PASSAGE Block Start

After a 13.1% rebound in 2021, this year the economy will grow 2.3% in a context of sustained confidence weakness, withdrawal of economic stimuli and lesser external tailwinds, despite the progress in vaccination and the beginning of operations of new copper mines. For 2023, we expect a 3,0% expansion.

Key points

  • Key points:
  • Global activity will continue advancing in a relatively robust manner in the following quarters, but the impulse will lessen due to negative supply shocks and the withdrawal of monetary stimuli. Metal prices will lose ground partially.
  • Our base scenario considers, on the sanitary front, that the current third wave of contagions will have a limited and transitory impact on activity, and then capacity constraints will resume their normalization. On the political side, a still complicated environment but with lower probability of an extreme scenario resulting in radical economic policies, implying that uncertainty and caution to spend will remain, but will lessen progressively.
  • On the fiscal side, we anticipate a deficit of 2.9% of GDP in 2022, that will remain around 2.5% looking forward, taking gross public debt on a gradual ascension towards 40% of GDP in the medium term.
  • The Fed will withdraw its monetary stimulus soon, but locally the perception of an ever more distant extreme political/economic scenario will continue to take hold, the Central Bank (BCR) will keep hiking its policy rate and the trade surplus will remain at high levels. In this context the exchange rate will close 2022 between 4.00 and 4.10 soles per USD and between 4.10 and 4.20 in 2023.
  • The lower depreciation rhythm of the local currency and the anticipated decrease in the prices of raw materials in the following quarters will allow inflation, currently at 6.4%, to fall in the second half of 2022, but it won’t be enough to close the year within the BCR’s target range (3.4%), something that will only happen in 2023 (2.3%). Thus, the BCR will keep hiking its policy rate, from 3.0% to 4.5% as soon as the second quarter of 2022.

PASSAGE Block End
DATASET ENTRIES Block Start

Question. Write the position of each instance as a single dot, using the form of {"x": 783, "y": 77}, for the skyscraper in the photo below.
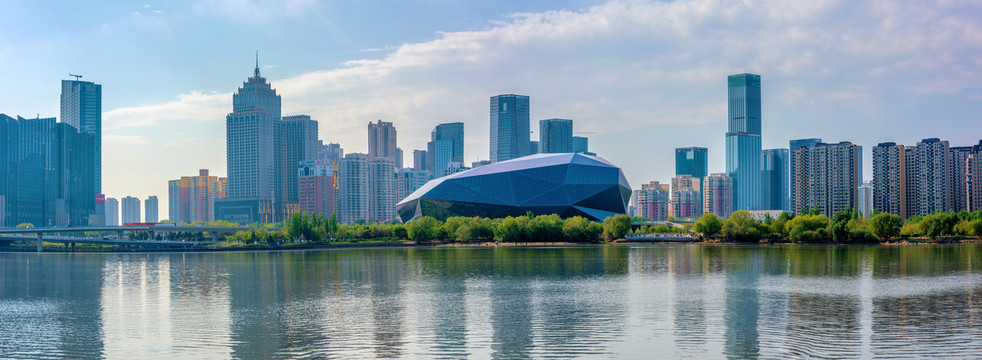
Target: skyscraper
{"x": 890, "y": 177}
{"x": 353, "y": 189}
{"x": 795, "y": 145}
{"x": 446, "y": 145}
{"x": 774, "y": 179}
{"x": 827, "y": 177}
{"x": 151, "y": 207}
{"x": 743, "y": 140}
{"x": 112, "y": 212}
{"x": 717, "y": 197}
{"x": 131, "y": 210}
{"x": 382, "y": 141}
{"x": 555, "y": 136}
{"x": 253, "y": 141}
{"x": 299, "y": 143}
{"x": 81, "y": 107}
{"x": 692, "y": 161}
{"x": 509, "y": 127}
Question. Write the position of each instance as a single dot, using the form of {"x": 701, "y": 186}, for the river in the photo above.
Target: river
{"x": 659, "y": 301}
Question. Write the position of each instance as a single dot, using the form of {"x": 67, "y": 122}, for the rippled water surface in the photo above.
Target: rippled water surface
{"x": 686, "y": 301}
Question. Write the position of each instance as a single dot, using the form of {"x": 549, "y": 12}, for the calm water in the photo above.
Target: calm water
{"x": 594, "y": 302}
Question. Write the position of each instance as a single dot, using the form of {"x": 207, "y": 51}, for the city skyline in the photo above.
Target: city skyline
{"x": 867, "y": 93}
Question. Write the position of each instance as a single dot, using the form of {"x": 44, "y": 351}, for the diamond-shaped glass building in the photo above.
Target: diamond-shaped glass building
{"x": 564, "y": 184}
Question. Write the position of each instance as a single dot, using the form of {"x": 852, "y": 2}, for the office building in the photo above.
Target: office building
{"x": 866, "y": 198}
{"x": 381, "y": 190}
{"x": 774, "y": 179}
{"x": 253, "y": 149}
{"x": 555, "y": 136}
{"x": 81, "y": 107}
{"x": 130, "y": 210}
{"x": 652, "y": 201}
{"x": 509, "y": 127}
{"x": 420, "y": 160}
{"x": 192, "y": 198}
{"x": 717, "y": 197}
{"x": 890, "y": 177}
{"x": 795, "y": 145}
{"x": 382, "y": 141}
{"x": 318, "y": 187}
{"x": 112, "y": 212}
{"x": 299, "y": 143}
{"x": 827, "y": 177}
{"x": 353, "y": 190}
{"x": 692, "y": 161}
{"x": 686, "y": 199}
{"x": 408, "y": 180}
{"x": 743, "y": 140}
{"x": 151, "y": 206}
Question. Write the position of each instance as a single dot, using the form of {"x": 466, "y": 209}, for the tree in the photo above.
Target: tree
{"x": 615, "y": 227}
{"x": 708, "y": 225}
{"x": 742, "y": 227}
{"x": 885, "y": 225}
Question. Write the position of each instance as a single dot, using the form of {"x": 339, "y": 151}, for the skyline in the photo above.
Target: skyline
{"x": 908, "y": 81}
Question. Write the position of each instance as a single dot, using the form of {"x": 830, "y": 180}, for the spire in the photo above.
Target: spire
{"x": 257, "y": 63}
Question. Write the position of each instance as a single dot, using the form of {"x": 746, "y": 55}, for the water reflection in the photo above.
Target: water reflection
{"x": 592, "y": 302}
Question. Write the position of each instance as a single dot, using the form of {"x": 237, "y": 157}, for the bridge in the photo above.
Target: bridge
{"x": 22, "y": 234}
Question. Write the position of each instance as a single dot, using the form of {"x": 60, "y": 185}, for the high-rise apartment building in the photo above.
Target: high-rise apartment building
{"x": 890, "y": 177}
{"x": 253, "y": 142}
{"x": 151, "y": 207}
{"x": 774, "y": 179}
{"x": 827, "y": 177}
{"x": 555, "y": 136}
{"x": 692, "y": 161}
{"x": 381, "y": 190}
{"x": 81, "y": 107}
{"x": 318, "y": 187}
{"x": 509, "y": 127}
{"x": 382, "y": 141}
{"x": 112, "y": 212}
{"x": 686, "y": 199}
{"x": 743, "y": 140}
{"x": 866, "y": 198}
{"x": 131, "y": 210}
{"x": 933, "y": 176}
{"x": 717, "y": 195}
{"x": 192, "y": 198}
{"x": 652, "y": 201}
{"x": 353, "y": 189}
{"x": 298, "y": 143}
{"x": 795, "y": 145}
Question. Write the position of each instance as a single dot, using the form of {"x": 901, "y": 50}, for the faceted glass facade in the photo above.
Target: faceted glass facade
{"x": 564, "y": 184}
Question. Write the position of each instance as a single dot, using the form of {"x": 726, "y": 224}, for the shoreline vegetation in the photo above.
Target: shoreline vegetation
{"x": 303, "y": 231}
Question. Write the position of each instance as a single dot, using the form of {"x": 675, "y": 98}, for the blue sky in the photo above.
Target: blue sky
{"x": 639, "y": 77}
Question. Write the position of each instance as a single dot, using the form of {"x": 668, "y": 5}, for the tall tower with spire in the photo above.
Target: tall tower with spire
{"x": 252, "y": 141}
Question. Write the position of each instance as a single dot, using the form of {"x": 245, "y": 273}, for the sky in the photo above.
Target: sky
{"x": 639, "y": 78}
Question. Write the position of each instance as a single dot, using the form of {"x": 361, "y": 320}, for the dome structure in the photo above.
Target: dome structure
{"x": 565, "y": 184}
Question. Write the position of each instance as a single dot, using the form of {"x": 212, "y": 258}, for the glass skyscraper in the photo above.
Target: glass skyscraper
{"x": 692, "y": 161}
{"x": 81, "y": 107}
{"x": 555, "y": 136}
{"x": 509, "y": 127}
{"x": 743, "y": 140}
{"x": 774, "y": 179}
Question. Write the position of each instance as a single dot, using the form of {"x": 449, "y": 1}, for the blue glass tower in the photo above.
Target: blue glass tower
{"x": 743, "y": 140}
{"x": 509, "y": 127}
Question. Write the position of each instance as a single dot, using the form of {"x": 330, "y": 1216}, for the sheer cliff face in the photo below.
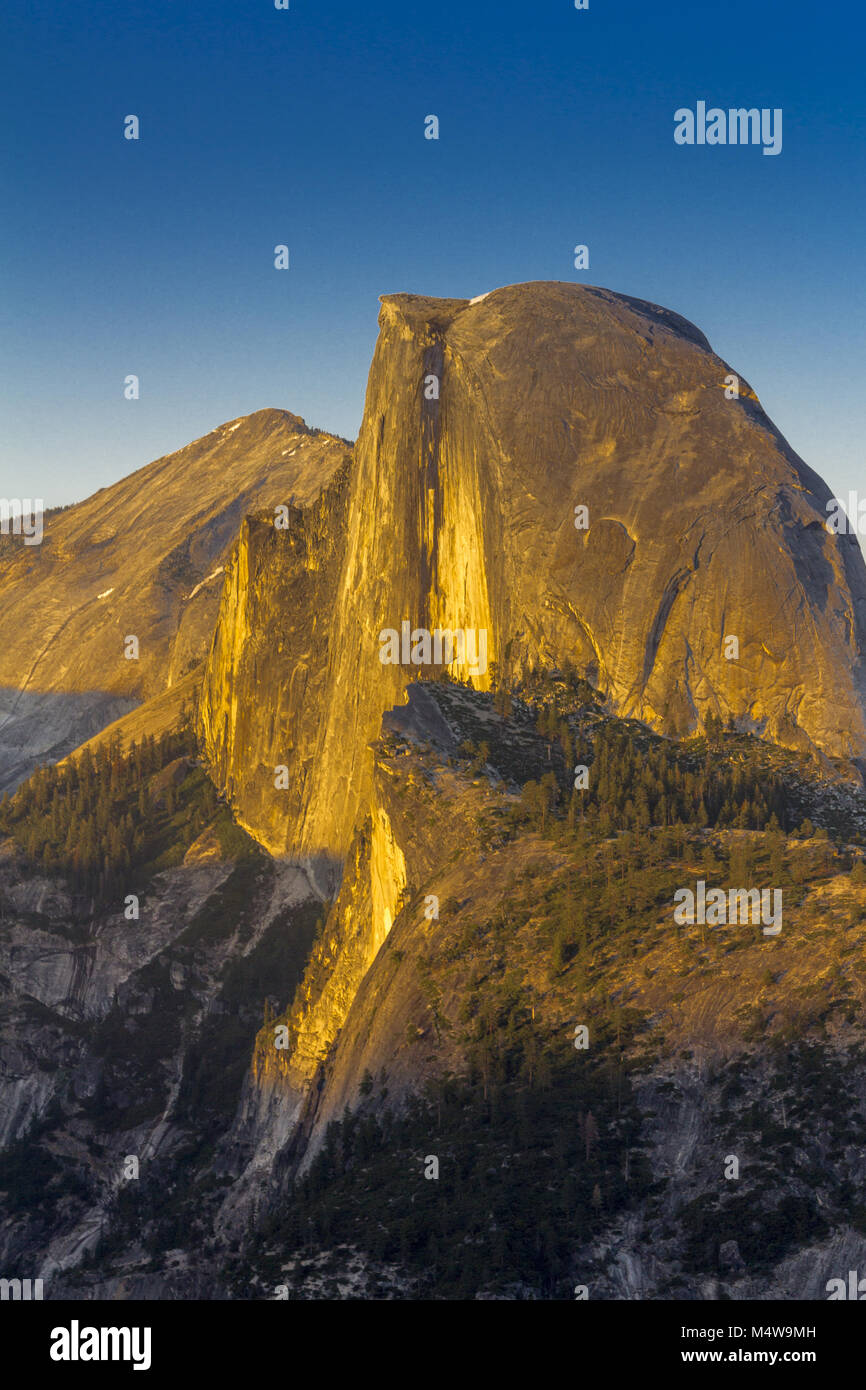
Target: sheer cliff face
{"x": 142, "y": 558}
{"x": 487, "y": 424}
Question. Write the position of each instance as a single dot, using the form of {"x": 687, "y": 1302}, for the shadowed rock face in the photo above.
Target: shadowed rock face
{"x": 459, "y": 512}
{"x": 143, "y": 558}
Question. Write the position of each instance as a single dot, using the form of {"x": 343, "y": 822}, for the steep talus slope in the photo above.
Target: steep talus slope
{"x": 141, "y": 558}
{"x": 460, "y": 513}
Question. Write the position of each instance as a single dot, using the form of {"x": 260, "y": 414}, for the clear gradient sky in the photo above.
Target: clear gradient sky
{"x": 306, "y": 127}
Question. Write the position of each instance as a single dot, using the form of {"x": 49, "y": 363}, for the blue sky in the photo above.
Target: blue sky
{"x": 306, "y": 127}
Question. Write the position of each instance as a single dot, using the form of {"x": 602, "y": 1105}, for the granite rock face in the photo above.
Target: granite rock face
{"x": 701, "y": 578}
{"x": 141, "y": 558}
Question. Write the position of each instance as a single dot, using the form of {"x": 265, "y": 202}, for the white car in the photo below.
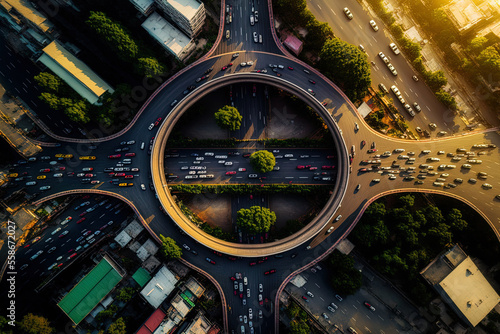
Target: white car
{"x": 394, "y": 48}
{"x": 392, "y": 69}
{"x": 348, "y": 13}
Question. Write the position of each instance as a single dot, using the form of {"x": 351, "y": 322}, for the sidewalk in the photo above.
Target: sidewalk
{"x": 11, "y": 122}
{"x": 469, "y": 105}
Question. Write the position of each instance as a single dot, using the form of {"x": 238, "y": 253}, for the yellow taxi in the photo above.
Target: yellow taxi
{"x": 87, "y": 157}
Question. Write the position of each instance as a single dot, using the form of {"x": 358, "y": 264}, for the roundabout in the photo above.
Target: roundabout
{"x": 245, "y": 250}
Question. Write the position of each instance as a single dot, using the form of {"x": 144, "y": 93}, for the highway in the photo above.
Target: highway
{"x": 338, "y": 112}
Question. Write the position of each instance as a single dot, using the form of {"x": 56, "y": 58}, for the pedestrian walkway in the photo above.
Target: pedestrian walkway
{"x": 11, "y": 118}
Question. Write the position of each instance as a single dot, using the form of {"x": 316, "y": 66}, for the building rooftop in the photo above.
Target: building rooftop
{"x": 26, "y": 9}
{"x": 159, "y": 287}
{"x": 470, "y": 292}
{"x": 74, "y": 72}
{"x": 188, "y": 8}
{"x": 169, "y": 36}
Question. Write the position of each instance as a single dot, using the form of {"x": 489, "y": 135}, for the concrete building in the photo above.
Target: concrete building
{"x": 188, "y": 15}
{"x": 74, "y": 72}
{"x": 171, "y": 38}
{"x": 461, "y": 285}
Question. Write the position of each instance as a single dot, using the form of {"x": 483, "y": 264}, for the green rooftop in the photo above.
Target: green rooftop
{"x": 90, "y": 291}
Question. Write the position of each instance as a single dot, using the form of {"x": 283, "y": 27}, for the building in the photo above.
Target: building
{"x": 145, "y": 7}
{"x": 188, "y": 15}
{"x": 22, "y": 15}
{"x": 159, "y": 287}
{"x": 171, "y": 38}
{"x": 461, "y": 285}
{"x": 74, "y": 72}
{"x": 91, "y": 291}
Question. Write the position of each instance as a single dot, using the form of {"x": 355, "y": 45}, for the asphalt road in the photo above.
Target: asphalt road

DATASET ENTRIES Block End

DIRECTIONS
Write down the stretch of the economic outlook from "After a 13.1%" through "a 3,0% expansion.", word for word. These records were drawn from a separate source.

RESULT
After a 13.1% rebound in 2021, this year the economy will grow 2.3% in a context of sustained confidence weakness, withdrawal of economic stimuli and lesser external tailwinds, despite the progress in vaccination and the beginning of operations of new copper mines. For 2023, we expect a 3,0% expansion.